Render every line of the records below as a numbered list, leaving out any blank lines.

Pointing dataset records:

↓↓↓

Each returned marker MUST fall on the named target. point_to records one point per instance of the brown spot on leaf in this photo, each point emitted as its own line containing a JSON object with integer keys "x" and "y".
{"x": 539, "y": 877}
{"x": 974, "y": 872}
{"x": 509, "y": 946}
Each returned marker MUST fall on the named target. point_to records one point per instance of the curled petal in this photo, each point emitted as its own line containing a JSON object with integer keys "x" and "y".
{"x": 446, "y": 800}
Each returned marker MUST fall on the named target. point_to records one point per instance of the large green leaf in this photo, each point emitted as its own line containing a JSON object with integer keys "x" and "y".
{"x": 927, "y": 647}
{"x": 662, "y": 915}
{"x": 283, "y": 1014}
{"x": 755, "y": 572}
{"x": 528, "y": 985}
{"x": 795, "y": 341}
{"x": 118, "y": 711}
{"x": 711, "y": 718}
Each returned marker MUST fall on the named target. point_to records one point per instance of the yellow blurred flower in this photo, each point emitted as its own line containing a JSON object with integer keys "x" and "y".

↑↑↑

● **Solution to the problem**:
1. Each returned marker MUST fall on the named target. point_to records one point per instance of the brown spot on leaf in this photo, each point emitted as its own line containing a JSON object with integer keys "x" and "y".
2. {"x": 539, "y": 877}
3. {"x": 974, "y": 872}
4. {"x": 509, "y": 946}
5. Each returned marker MUST fall on the named target. point_to records one point per instance of the curled petal in this photo, each point emitted as its own line containing a JSON object with integer keys "x" and "y".
6. {"x": 446, "y": 800}
7. Each returned marker MUST fall on the named target. point_to records one point per instance of the large green leaf in this photo, each point emitted as its own line containing a JSON object with integer keys "x" and "y".
8. {"x": 927, "y": 647}
9. {"x": 662, "y": 915}
10. {"x": 283, "y": 1014}
11. {"x": 755, "y": 572}
12. {"x": 528, "y": 985}
13. {"x": 795, "y": 341}
14. {"x": 118, "y": 711}
15. {"x": 711, "y": 718}
16. Each returned marker MUST fall on the named target. point_to records one point per instance of the yellow blurred flower in this photo, each point emitted as its own line containing a JSON object with integer keys "x" and "y".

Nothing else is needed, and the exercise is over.